─── Data section ───

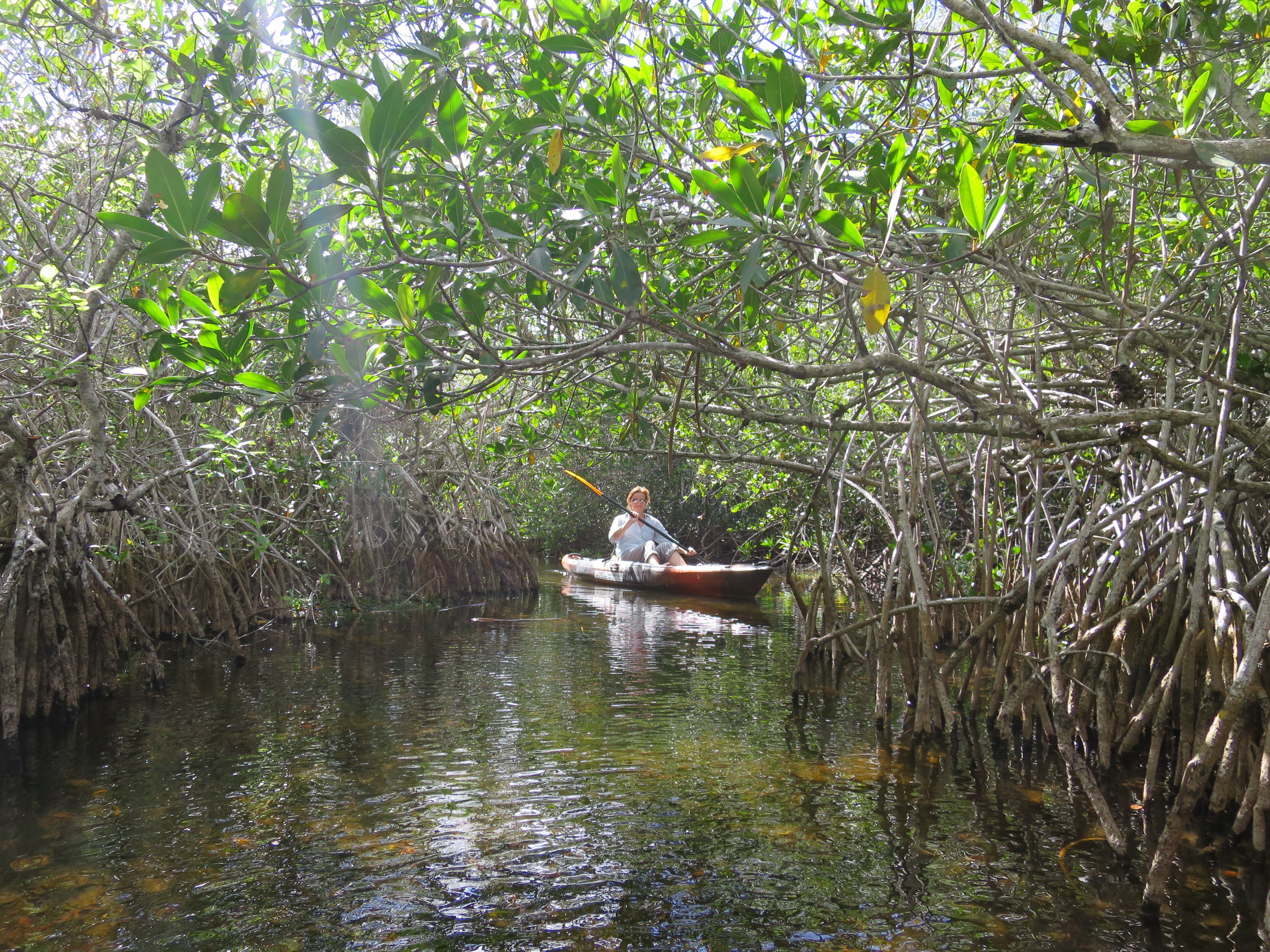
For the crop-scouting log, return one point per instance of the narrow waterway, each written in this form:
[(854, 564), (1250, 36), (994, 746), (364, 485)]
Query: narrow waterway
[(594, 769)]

───
─── Data section ───

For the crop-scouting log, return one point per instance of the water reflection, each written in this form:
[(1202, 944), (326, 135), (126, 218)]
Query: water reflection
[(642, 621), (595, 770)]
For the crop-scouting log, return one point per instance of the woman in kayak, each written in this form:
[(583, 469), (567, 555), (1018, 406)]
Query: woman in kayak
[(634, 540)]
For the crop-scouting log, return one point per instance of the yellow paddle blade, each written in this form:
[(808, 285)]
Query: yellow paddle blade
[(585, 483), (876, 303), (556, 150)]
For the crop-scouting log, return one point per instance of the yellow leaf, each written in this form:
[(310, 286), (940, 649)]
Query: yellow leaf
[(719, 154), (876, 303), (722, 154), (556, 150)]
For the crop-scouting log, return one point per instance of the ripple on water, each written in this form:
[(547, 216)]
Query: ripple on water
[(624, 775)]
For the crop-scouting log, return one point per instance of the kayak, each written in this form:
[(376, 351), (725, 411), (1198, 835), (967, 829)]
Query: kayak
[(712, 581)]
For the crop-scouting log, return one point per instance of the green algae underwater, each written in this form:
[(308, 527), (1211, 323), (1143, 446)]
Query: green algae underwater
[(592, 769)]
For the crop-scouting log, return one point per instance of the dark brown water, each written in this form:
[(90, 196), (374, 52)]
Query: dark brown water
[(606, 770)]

───

* [What is needed]
Write out the material word for word, from the line containing "of the narrow" through the line containing "[(594, 769)]", with both of those lines included.

* [Answer]
For the crop-scouting log, return one point per instance of the narrow waterway, each written in this form:
[(854, 564), (1250, 36), (994, 746), (364, 485)]
Query: narrow waterway
[(594, 769)]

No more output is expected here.